[START OF INFORMATION SHOWN]

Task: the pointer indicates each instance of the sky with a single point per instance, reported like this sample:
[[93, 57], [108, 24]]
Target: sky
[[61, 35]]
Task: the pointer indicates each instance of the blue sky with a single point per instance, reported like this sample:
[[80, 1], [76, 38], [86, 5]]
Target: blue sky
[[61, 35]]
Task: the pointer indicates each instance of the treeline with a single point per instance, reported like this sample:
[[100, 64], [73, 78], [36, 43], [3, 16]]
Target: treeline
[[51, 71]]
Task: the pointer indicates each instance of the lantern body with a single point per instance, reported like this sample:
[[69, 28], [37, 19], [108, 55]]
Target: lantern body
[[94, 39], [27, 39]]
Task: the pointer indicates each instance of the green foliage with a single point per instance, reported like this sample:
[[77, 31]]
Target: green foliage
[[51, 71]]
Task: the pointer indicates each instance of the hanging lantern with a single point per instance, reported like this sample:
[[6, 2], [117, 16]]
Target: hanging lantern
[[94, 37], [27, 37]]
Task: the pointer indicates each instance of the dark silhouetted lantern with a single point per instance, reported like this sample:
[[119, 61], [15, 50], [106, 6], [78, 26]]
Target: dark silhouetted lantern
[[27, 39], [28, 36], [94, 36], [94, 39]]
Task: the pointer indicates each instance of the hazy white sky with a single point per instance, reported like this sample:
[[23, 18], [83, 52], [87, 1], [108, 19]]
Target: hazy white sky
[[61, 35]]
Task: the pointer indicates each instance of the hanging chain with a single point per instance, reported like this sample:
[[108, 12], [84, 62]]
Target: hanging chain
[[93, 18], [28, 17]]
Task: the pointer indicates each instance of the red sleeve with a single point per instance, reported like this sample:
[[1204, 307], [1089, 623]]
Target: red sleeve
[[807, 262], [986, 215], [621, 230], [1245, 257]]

[END OF INFORMATION SHOWN]

DIRECTION: Please rewrite the listing above with every occurrence of "pointer" changed to "marker" and all other text left as it is.

OUTPUT OF THE EXERCISE:
Task: the marker indicates each instance of the sky with a single point per instance, reported like this sample:
[[93, 57], [108, 24]]
Target: sky
[[61, 35]]
Task: the marker indicates each instance of the blue sky with a single point per instance, reported like this sample:
[[80, 1], [76, 38], [86, 5]]
Target: blue sky
[[61, 35]]
Task: the marker indicates each instance of the treeline with a single point per instance, reported like this sample:
[[100, 64], [73, 78], [36, 43], [3, 16]]
Target: treeline
[[51, 71]]
Task: the marker indicates each instance of the lantern body with a single point per instance, reported like this sample:
[[69, 28], [37, 19], [108, 55]]
Target: lantern body
[[94, 39], [27, 39]]
Task: the marker indicates each instance of the green foliage with a single point per instance, reported like this sample:
[[77, 31]]
Target: green foliage
[[51, 71]]
Task: the marker indicates each instance of the hanging lantern with a single point per instance, reported like this sample:
[[6, 2], [117, 16]]
Target: hanging lantern
[[94, 37], [27, 37]]
Task: the marker indicates each instance of the dark silhouetted lantern with a single point per instance, reported like this sample:
[[119, 61], [15, 50], [106, 6], [78, 26]]
Target: dark silhouetted lantern
[[27, 39], [28, 36], [94, 36], [94, 39]]
Task: the marker indicates each instance of the hazy white sky with a single point per instance, reported like this sample:
[[23, 18], [83, 52], [87, 1], [108, 19]]
Target: hazy white sky
[[61, 35]]
Task: the marker indicates each instance of the hanging chain with a single point per instance, reported like this sample:
[[108, 12], [84, 62]]
Target: hanging chain
[[93, 18], [28, 17]]
Task: the marker indicates each instance of the red sleeve with a single point per instance, reported like this sample:
[[1204, 307], [1089, 623]]
Target: red sleeve
[[807, 262], [986, 215], [621, 230], [1245, 257]]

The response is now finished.